_The problem:_ Can you turn all of the rows below into a JSON list of strings, with one string for each line, blank lines omitted and the pictures left out?

_Entries:_
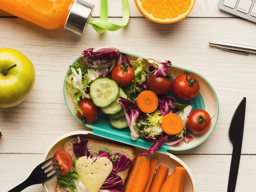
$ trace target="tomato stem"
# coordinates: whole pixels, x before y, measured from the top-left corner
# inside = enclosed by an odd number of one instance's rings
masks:
[[[188,74],[187,74],[186,76],[186,80],[187,81],[188,81],[189,85],[190,87],[192,87],[195,86],[195,84],[196,83],[196,80],[192,78],[192,77],[190,77],[189,79],[188,79]]]
[[[122,67],[120,67],[121,69],[122,70],[122,74],[124,76],[126,75],[126,74],[125,74],[125,72],[129,70],[128,70],[128,64],[123,64]]]
[[[7,72],[8,72],[8,71],[9,70],[10,70],[11,69],[12,69],[13,67],[16,67],[17,66],[17,64],[14,64],[13,66],[10,67],[9,68],[8,68],[7,69],[6,69],[5,72],[3,73],[3,75],[4,76],[6,76],[6,75],[7,74]]]
[[[209,121],[209,120],[212,119],[212,118],[213,117],[214,117],[214,116],[215,116],[215,115],[214,115],[212,117],[211,119],[204,119],[204,117],[203,116],[200,115],[199,116],[199,117],[198,117],[198,123],[200,123],[200,124],[202,124],[204,123],[204,122],[205,122],[207,121]]]
[[[86,124],[86,122],[87,122],[87,119],[84,116],[82,117],[82,119],[81,119],[81,121],[82,121],[82,122],[83,123],[83,125],[85,125]]]

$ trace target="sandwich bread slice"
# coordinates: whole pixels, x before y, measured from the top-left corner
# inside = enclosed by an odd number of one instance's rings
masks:
[[[134,148],[131,147],[122,145],[87,138],[86,138],[86,139],[88,140],[87,147],[89,151],[91,154],[93,154],[94,151],[97,151],[101,148],[107,148],[111,151],[112,154],[118,153],[125,155],[134,162],[135,160],[136,157],[136,151]],[[73,144],[76,143],[77,140],[77,137],[70,137],[65,141],[64,146],[64,150],[67,152],[75,161],[76,161],[78,158],[75,154],[74,150],[73,150]],[[123,184],[125,183],[127,178],[130,168],[131,166],[123,171],[116,172],[116,175],[121,177],[123,181]],[[55,192],[68,192],[69,191],[67,190],[66,186],[61,186],[58,182],[57,181]]]

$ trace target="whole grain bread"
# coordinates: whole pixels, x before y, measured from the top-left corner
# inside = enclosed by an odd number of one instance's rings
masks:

_Task result:_
[
  "$ trace target=\"tomato stem\"",
  "# coordinates: whole pixels, x before y, measured from the top-left corner",
  "# inside = enclosed by an odd number of one instance's rings",
  "masks:",
  "[[[188,74],[187,74],[186,76],[186,80],[187,81],[188,81],[189,85],[190,87],[192,87],[195,86],[195,84],[196,83],[196,80],[192,78],[192,77],[190,77],[189,79],[188,79]]]",
  "[[[122,67],[120,67],[121,69],[122,70],[122,74],[124,76],[126,75],[126,74],[125,74],[125,72],[129,70],[128,70],[128,64],[123,64]]]",
  "[[[7,72],[8,72],[8,71],[9,70],[10,70],[11,69],[12,69],[13,67],[16,67],[17,66],[17,64],[14,64],[13,66],[10,67],[9,68],[8,68],[7,69],[6,69],[5,72],[3,73],[3,75],[4,76],[6,76],[6,75],[7,74]]]",
  "[[[209,121],[209,120],[212,119],[212,118],[213,117],[214,117],[214,116],[215,116],[215,115],[214,115],[212,117],[211,119],[204,119],[204,117],[203,116],[200,115],[199,116],[199,117],[198,117],[198,123],[200,123],[200,124],[202,124],[204,123],[204,122],[205,122],[207,121]]]",
  "[[[86,124],[86,122],[87,122],[87,119],[84,116],[82,117],[82,119],[81,119],[81,121],[82,121],[82,122],[83,123],[83,125],[85,125]]]",
  "$ trace target=\"sandwich bread slice\"",
  "# coordinates: whole pixels, x before y, measured from the top-left corner",
  "# inside = enclosed by an odd number of one instance's rings",
  "masks:",
  "[[[134,148],[131,147],[122,145],[87,138],[86,138],[86,139],[88,140],[87,147],[89,151],[91,154],[93,154],[94,151],[97,151],[101,148],[107,148],[111,151],[112,154],[118,153],[125,155],[134,162],[135,160],[136,157],[136,151]],[[73,144],[76,143],[77,140],[77,137],[70,137],[65,141],[64,146],[64,150],[67,152],[75,161],[76,161],[78,158],[75,154],[74,150],[73,150]],[[123,184],[125,183],[127,178],[130,168],[131,166],[123,171],[116,172],[116,175],[121,177],[123,181]],[[55,192],[68,192],[69,191],[67,190],[66,186],[61,186],[58,182],[57,181]]]",
  "$ trace target=\"whole grain bread\"",
  "# coordinates: whole pixels, x before y, measured from the top-left corner",
  "# inside = enclosed by an odd number of one instance's rings",
  "masks:"
]